■ Liste des tâches ■
- a) Relevez dans l'article toutes les phrases de Bear Witness citées entre guillemets.
- b) Mettez à jour l'article, s'il vous plaît : reprenez tout le passage depuis «A Tribe Called Red : Ambassadeurs» jusqu'à «A Tribe Called Red.», où «trio» devient «groupe».
- c) Répondez aux questions suivantes d'après l'article.
(i) Quel est le titre du deuxième album d'A Tribe Called Red ?
(ii) Quel nom les équipes de football de Nepean ont-elles adopté ?
(iii) Comment s'appelaient les soirées dansantes dont le groupe tire ses racines ?

■ Texte fourni ■
>>>

A Tribe Called Red : Ambassadeurs bien malgré eux
Culture autochtone

A Tribe Called Red : Ambassadeurs bien malgré eux

État des lieux en compagnie du trio pow-wow-step A Tribe Called Red.

«Un changement de paradigme s’opère, en effet», notait Ian «DJ NDN» Campeau l’année dernière, lors d’une entrevue accordée à Voir dans laquelle, en plus d’aborder Nation II Nation  le deuxième album d’A Tribe Called Red –, l’artiste constatait que de moins en moins de mélomanes se réappropriaient la culture des Premières Nations au nom d’une quelconque tendance. «Par exemple, de moins en moins de personnes se pointent à nos soirées avec des peintures de guerre au visage. On doit expliquer de moins en moins souvent pourquoi c’est « mal » d’en porter. C’est un travail de longue haleine», confiait-il par la suite.

Des mois plus tard, la voix de Campeau allait résonner jusque dans les vestiaires du stade de football de Nepean en Ontario, alors qu’une campagne initiée par le beatmaker fera finalement en sorte que les équipes locales changent de nom, délaissant le sobriquet raciste Redskins au profit de l’appellation Eagles. «Devenir aussi politisés n’était pas un de nos objectifs à la base», mentionne son collègue Bear Witness, joint sur son portable quelques minutes avant de s’envoler vers le premier arrêt de leur tournée européenne. «C’est quelque chose qui s’est imposé bien malgré nous», poursuit-il en rappelant qu’A Tribe Called Red tire ses racines des Electric Pow Wow, des soirées dansantes échafaudées pour leur communauté. «À ce jour, notre tâche principale demeure mettre le party dans la place! Si notre musique peut, en plus, susciter des réflexions chez certains, tant mieux!»

<<<

■ Lignes ■
>>>

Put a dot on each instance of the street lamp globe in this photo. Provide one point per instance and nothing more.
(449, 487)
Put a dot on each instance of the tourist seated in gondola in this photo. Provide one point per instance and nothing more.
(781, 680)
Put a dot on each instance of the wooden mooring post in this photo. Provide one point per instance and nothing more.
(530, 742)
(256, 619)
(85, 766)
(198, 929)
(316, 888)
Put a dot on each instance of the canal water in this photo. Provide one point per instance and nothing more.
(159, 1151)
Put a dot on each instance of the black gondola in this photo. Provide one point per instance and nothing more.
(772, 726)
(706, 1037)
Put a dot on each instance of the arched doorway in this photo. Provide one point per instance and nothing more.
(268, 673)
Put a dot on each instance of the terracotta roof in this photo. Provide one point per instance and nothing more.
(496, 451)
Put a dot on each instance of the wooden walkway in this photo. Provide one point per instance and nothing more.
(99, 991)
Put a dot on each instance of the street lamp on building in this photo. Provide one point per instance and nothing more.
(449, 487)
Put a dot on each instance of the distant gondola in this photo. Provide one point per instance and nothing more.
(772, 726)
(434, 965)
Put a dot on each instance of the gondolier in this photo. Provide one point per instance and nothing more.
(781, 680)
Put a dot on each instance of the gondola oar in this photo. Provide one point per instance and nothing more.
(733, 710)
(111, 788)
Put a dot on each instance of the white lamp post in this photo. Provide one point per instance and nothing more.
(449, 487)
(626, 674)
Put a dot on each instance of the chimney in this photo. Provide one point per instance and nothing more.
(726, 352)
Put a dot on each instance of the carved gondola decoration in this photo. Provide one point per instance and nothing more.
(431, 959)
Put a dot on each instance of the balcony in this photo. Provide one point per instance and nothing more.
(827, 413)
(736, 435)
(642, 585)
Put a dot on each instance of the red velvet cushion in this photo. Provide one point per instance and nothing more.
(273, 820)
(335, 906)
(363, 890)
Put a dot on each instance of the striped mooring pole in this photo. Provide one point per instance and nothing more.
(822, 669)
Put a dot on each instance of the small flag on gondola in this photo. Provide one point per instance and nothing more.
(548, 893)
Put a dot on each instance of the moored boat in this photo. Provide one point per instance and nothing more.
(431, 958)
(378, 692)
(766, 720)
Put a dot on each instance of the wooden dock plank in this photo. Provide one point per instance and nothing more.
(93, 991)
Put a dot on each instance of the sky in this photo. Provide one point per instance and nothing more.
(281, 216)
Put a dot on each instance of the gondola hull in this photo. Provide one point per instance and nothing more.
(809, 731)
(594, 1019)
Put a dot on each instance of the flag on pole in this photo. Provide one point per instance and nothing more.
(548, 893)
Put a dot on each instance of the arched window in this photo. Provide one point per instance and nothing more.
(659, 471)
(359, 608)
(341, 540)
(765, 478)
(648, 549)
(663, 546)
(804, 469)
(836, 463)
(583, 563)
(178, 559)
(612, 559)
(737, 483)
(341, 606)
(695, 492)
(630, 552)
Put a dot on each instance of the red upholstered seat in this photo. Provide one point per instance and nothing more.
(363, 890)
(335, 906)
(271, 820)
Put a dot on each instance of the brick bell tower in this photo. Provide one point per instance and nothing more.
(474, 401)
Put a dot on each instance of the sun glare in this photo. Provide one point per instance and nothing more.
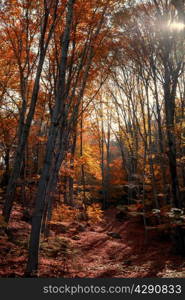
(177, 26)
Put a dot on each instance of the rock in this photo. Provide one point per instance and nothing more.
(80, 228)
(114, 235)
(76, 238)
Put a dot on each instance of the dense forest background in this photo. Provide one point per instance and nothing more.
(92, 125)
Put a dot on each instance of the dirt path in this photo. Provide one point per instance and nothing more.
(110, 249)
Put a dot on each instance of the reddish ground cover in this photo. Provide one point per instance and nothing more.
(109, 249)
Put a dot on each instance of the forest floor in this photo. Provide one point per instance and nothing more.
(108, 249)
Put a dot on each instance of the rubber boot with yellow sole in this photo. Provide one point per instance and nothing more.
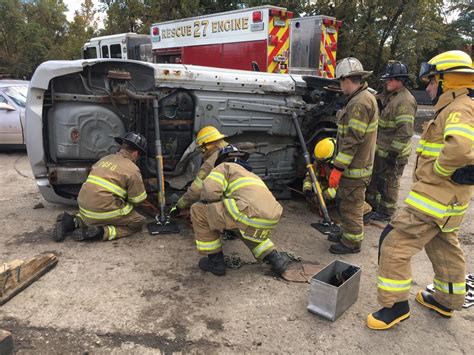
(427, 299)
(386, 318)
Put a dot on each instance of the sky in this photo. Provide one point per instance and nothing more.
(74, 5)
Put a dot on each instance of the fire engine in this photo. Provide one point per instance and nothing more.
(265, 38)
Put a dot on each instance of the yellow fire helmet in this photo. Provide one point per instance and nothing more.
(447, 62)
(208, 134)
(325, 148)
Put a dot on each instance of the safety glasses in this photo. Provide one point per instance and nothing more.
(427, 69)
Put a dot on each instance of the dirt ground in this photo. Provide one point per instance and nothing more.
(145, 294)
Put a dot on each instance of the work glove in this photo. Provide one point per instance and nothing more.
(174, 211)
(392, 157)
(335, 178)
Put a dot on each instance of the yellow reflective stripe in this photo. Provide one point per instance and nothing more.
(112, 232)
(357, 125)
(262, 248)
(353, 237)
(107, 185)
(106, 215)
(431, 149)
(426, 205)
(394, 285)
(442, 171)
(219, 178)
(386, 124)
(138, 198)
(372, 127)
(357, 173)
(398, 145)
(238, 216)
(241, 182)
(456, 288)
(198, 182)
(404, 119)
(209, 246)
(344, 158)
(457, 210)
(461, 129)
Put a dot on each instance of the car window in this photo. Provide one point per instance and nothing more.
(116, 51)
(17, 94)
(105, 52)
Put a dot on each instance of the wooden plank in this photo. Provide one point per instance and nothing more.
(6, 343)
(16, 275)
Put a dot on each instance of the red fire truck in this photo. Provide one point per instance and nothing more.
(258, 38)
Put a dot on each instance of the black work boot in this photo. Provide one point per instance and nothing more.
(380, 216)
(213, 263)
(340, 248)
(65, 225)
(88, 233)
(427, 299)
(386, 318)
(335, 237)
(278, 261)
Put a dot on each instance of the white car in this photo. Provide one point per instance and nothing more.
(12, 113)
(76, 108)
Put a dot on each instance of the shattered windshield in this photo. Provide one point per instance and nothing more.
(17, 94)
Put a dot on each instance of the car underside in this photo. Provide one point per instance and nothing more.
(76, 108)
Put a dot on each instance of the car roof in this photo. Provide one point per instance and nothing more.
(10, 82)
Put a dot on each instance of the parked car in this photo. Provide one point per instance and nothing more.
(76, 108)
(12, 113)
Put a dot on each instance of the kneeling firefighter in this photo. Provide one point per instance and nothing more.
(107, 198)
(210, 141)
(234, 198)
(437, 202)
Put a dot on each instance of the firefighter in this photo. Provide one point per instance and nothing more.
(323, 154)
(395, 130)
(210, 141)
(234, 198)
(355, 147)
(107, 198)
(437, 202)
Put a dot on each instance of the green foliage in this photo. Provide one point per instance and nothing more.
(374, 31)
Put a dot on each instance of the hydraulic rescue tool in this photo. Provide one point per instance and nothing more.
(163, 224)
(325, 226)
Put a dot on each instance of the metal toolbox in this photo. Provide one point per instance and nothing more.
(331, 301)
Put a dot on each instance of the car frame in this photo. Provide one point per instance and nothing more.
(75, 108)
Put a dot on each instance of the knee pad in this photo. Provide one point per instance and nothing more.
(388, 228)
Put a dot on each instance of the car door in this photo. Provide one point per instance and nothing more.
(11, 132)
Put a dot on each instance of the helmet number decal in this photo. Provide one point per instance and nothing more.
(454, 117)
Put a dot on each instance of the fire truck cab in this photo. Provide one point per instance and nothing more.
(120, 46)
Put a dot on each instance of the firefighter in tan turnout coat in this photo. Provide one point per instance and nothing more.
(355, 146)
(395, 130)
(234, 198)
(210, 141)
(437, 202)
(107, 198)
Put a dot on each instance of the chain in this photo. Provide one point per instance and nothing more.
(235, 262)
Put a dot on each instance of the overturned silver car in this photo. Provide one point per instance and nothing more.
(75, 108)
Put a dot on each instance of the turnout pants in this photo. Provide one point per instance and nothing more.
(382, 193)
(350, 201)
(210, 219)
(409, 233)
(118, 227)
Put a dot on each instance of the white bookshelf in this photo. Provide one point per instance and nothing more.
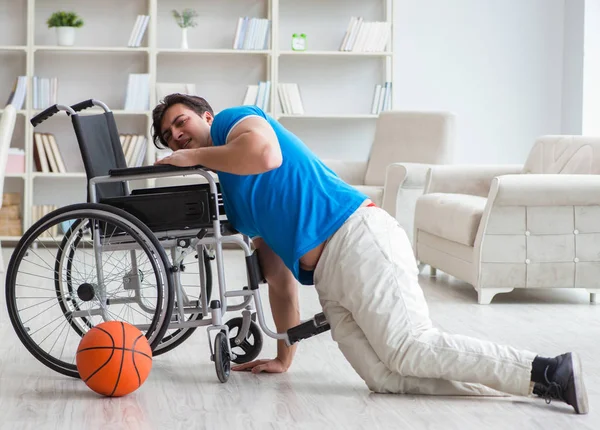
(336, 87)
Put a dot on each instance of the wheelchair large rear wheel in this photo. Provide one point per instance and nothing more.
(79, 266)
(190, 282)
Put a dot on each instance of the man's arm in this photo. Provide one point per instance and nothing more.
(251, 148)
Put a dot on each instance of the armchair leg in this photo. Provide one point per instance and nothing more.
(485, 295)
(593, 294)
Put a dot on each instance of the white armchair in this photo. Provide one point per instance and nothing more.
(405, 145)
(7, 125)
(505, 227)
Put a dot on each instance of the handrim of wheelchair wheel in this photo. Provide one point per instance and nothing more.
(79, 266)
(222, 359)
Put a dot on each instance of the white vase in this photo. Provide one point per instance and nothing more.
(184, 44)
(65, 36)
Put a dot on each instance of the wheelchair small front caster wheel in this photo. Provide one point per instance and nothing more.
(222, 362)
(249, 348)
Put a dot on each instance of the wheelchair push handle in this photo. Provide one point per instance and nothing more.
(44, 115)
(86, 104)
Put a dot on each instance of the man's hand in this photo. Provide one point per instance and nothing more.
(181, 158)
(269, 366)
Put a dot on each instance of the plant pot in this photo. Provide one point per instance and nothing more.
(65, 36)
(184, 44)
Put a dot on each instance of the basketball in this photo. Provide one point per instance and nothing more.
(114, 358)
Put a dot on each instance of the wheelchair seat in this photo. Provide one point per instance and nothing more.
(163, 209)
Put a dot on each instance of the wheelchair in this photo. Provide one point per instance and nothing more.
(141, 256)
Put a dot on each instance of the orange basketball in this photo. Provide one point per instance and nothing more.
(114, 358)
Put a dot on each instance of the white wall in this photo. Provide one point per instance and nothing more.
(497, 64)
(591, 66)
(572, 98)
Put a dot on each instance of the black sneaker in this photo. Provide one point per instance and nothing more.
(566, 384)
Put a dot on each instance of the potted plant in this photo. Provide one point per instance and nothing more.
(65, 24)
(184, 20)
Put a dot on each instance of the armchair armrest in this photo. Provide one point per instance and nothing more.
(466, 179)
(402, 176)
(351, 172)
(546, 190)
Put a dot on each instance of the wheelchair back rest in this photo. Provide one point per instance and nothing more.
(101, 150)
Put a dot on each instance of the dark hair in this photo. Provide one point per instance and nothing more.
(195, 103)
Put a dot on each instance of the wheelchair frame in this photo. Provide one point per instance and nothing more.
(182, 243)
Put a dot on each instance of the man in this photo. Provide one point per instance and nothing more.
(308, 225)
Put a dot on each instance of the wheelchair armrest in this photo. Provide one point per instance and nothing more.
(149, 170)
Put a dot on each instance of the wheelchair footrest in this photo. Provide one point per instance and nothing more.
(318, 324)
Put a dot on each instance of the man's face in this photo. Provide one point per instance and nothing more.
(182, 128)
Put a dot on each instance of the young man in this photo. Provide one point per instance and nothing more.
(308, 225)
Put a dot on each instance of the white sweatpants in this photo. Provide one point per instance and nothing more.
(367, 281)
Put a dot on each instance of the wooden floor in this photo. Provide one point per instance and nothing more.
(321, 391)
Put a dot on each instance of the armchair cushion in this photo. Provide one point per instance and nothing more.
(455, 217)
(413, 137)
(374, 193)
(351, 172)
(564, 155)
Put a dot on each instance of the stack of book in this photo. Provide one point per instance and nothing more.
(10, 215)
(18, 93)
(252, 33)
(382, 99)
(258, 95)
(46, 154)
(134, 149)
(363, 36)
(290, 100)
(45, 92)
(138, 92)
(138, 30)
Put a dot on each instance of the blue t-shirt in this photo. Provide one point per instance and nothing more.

<<<

■ Liste des réponses ■
- a)
«Devenir aussi politisés n'était pas un de nos objectifs à la base»
«C'est quelque chose qui s'est imposé bien malgré nous»
«À ce jour, notre tâche principale demeure mettre le party dans la place!»
«Si notre musique peut, en plus, susciter des réflexions chez certains, tant mieux!»

- b)
A Tribe Called Red : Ambassadeurs bien malgré eux
Culture autochtone

A Tribe Called Red : Ambassadeurs bien malgré eux

État des lieux en compagnie du groupe pow-wow-step A Tribe Called Red.

- c)
(i) Nation II Nation
(ii) Eagles
(iii) Electric Pow Wow